### EXERCISE REQUIREMENTS
Copy every line of the data below that contains the string "roof". Case counts, so match capital and lowercase letters precisely.
-- Begin SOURCE MATERIAL --
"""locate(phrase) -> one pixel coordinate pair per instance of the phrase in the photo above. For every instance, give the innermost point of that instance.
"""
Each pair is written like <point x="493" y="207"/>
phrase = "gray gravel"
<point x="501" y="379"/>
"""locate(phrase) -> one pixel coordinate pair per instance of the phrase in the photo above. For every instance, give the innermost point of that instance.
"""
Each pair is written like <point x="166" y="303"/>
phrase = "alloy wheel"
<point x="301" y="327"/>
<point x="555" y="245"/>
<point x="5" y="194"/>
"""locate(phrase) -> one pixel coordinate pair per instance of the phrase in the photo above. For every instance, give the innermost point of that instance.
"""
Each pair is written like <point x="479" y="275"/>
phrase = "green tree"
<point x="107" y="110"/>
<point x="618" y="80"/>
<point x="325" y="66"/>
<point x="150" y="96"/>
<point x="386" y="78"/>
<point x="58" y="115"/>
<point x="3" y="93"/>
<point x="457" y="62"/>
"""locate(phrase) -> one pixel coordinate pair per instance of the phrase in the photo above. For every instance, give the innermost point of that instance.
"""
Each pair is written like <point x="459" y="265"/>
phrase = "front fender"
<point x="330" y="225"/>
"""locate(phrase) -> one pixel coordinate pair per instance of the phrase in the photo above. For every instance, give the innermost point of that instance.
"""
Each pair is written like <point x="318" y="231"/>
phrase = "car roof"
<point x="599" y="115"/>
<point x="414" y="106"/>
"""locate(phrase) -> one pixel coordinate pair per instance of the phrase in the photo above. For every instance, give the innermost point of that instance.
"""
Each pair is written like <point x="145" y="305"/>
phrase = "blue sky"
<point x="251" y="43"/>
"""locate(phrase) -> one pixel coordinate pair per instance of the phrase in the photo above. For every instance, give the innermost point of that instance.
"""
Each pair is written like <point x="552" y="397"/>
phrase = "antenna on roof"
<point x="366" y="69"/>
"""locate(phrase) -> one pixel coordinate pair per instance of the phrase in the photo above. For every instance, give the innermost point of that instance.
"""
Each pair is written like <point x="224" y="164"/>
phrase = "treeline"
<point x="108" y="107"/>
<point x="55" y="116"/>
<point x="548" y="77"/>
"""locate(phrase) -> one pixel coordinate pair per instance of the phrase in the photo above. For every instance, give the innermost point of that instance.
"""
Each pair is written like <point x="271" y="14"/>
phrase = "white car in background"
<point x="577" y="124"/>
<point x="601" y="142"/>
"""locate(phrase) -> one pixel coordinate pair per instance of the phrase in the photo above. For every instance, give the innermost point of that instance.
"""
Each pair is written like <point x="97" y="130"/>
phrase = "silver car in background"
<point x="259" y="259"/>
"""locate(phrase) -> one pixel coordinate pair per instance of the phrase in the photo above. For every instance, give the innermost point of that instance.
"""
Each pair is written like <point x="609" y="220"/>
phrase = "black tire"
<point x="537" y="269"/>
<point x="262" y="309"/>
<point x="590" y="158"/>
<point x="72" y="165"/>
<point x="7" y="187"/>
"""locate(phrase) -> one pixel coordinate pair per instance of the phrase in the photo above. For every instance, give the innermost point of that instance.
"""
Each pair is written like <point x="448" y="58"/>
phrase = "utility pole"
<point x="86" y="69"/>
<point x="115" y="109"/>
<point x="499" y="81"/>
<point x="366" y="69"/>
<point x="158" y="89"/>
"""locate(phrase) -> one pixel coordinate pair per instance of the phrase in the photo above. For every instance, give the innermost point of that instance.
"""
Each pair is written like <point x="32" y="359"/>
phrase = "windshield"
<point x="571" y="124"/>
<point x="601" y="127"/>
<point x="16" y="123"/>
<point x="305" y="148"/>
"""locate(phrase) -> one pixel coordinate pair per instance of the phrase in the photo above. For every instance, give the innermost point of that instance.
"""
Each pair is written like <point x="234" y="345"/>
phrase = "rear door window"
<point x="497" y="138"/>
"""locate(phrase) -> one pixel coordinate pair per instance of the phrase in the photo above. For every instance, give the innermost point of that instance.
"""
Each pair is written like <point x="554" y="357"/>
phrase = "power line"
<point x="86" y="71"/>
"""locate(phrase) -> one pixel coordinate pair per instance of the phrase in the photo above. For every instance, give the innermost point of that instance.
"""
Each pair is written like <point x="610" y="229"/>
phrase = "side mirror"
-- End SOURCE MATERIAL --
### PROBLEM SOLUTION
phrase = "car roof"
phrase = "antenna on roof"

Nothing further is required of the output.